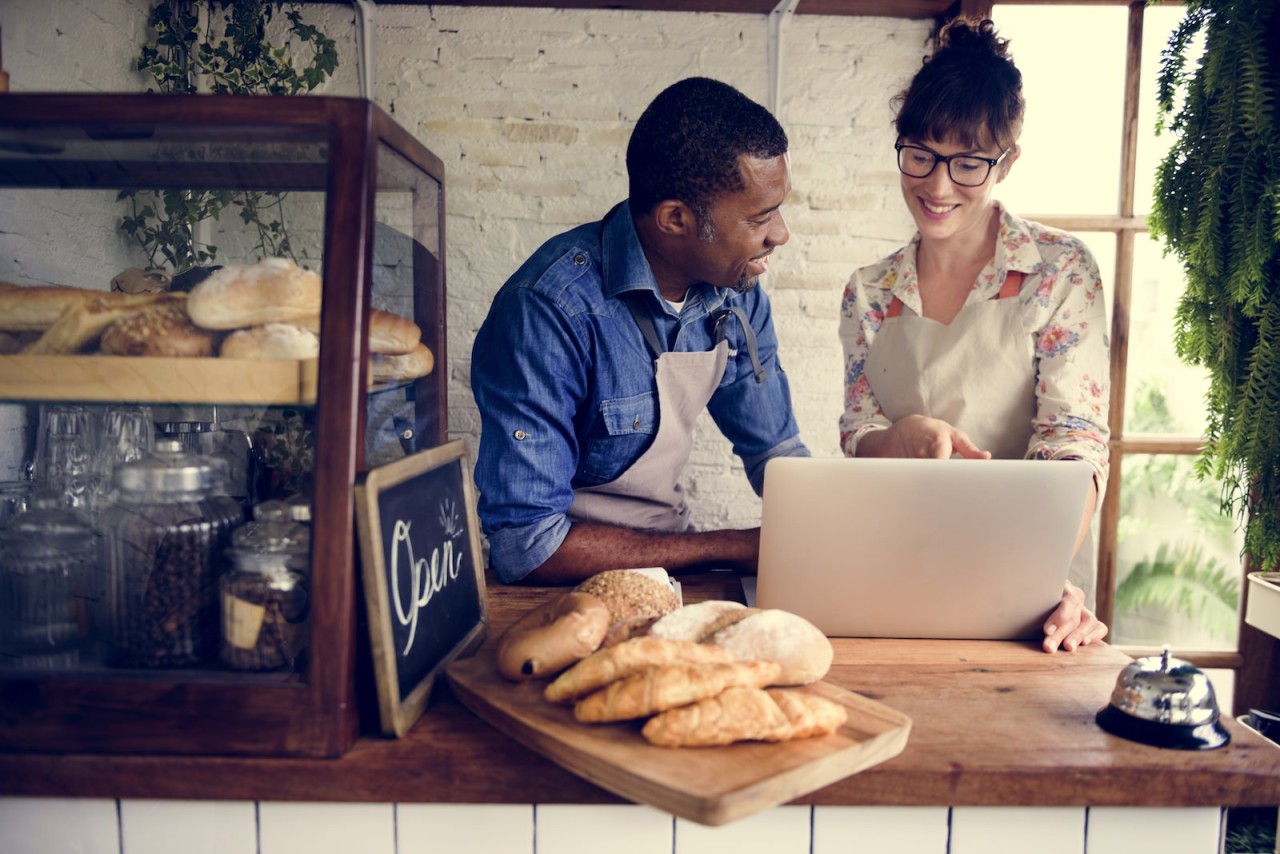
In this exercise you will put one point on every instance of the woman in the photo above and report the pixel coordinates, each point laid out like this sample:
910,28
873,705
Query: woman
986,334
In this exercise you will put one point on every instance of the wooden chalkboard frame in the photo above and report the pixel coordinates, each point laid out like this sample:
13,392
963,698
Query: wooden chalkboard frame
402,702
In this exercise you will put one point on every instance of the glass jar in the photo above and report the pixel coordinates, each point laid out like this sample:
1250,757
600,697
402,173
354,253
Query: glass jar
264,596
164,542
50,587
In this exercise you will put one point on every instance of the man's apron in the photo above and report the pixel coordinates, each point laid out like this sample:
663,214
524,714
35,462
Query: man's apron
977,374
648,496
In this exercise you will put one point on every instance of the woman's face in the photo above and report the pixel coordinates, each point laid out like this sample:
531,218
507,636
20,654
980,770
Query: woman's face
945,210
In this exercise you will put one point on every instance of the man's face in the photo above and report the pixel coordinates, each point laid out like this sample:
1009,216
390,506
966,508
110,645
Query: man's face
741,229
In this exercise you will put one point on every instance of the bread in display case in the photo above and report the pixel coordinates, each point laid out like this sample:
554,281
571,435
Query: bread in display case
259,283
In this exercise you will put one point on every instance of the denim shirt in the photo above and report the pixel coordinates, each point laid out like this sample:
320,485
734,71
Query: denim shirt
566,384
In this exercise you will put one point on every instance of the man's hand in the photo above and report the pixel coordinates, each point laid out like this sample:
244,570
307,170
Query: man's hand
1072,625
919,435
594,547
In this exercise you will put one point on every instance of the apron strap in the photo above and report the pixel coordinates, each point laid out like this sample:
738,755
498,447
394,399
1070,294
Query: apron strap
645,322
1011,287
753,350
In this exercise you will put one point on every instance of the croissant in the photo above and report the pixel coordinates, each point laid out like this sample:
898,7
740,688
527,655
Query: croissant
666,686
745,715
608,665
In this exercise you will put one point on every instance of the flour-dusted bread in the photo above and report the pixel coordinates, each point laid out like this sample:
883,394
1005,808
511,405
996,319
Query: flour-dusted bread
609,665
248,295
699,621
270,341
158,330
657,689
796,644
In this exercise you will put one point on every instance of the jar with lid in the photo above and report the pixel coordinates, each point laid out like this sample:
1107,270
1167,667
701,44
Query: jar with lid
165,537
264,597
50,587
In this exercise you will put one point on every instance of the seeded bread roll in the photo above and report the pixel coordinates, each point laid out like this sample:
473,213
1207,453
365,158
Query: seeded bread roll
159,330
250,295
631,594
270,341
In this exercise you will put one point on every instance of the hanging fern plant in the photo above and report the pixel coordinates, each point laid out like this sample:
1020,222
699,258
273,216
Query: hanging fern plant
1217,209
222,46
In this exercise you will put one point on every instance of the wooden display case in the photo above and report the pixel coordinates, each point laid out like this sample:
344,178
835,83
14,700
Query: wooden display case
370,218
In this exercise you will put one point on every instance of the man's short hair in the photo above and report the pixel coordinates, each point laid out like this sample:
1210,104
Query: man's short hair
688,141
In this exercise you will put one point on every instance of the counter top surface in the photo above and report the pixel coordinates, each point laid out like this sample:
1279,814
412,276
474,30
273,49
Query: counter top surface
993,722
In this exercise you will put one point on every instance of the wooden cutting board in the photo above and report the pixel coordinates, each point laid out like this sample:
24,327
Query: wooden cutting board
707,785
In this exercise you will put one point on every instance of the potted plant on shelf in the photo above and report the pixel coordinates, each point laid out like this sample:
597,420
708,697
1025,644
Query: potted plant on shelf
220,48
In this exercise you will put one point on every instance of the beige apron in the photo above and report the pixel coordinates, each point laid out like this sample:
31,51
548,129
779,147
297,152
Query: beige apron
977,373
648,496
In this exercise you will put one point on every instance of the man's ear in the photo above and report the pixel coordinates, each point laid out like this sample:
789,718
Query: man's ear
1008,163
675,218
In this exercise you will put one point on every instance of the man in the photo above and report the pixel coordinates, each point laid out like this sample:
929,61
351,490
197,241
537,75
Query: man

[Exercise instructions]
From the material above, reproduce everything verbatim except the pictures.

[In response]
In this exercise you will put one point on every instance of the woman in the photo above and report the pixel coordinates, each point laid out like this sample:
910,28
873,705
Query: woman
986,334
In this exercise you will put one point on every instance of the wooden chalkboard frame in the photo above and report the pixel coordinates, each point laid out like this sample:
13,392
963,698
Query: wooden chalkboard frame
402,702
In this exercise you will put one point on every instance of the glass jar in the photo above and report the pixel coordinates, each point laid out like this sample:
1250,757
600,697
402,173
354,253
Query: glass jar
264,596
164,542
50,587
In this exercise you will put one point on every instance of the man's apron in the photo above and report the pixel coordinates, each point laid out like this sample:
663,214
524,714
35,462
Query: man's apron
977,374
648,496
In this exercise you will put one point on every instance of the woman's face in the photo above and report the pixel coordinates, each point laid out like this sample:
531,218
507,636
20,654
980,770
Query: woman's face
945,210
In this exercise you will put one point on every instance of the man's face in the photo above and report the pixel coordinates, each point laid out like this sample:
1009,216
390,506
966,508
110,645
Query: man's face
741,229
In this exercise you will put one point on every instance of the bread in display case in the photo above and report the pixel coordinates, each point laid out like this sample:
554,281
571,435
Query: bread in display case
259,283
In this exercise you will put one point on every instance of the denim shirt in the photo above and report the pixel coordinates, each point laid out like this sample:
320,485
734,71
Query: denim shirt
566,384
In this exercise you will put one point on every instance of the man's hand in the photo above and report the pixel coordinates, each point laid out like this sample:
244,570
307,170
Query: man's hand
1072,625
919,435
594,547
In this exercise you will put one point on every instance of the apron strap in the photo above and report the pixel coordinates, each point laid out like this sample:
738,755
498,447
394,399
1070,294
Query: apron strap
645,322
1011,287
753,350
In this exercise you will put one point on every instance of the croissant in the photo above and report the pixel coordinates, each point laid out like this sample:
898,7
740,688
527,655
Query: croissant
666,686
745,715
608,665
In this exercise you will put one point on every instance of the flour-dusted bread in the photo above and report the pixel coordinates, each point laid out like this sample:
883,394
1005,808
511,405
996,319
Query: flour-dusted bread
609,665
248,295
699,621
270,341
158,330
657,689
796,644
In this exercise you will put one point on every instance of the jar with lid in the photo above and report the pixel coordinates, each point laid out like this sample:
1107,270
1167,667
701,44
Query: jar with lid
165,537
264,597
50,587
In this exercise you will put one point on every instance of the seeded bread roll in the photo above and report the pixel coordinates, each point laid out like this sample:
473,213
1207,453
365,158
Query: seeded bread roll
159,330
250,295
631,594
270,341
In this exercise you will put one point on every instance of the hanging fern plant in the photo above and report the pixel coordinates, each point laid out like this sample:
1020,222
699,258
273,216
Query: hanging fern plant
1217,209
222,46
In this exercise you will put one point on every instance of the wooden display case in the photo above and report the pixel coordinates, each point laid out like this sample:
344,178
835,83
14,700
Query: wooden display case
370,218
In this exercise you will put one point on every instance of the man's short hair in the photo above and report the pixel coordinates, each point laid out like this sample:
1210,104
Query: man's short hair
688,141
In this exercise you will put one point on every instance of the counter top surface in the photo above and report the pixel coordinates, each point laid out like this sample:
1279,814
412,276
474,30
273,49
Query: counter top surface
993,722
In this exercise you will put one point on every instance of the wooden cutting board in the photo above and report the pixel coordinates, each point laid out like this sample:
24,327
Query: wooden cutting board
707,785
In this exercise you will put one point on every instance of the potted plant on shelf in the photo above and report the pixel coordinates, each point laid out like this sample:
597,420
708,697
1025,644
Query: potted plant on shelf
220,48
In this exercise you will put one point on every instance of the beige apron in the photo above and report the pixel coordinates, each point laid out like this sample:
31,51
548,129
779,147
297,152
Query: beige apron
977,373
648,496
In this exercise you will put one point on every instance of the man's ear in the photo above and report the pixel coordinates, each point laid out like this sample:
789,718
Query: man's ear
1008,163
675,218
In this exercise you will put one point on every instance of the man in the photo above and report the pixel coordinates, each point laid out like this sample:
929,61
351,490
197,241
537,75
Query: man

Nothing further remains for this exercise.